Region pointing data:
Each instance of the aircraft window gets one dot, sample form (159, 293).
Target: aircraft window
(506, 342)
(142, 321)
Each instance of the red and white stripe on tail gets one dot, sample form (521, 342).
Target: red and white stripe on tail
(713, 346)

ABOUT THIS TASK
The answer is the line with "Target: aircraft window" plus every line after it to the last line of the entries above, copied exactly and with no other lines.

OUTPUT OF THE EXERCISE
Target: aircraft window
(506, 342)
(142, 321)
Each instance of the red and white stripe on tail gets one dot, sample form (521, 342).
Target: red and white stripe on tail
(713, 346)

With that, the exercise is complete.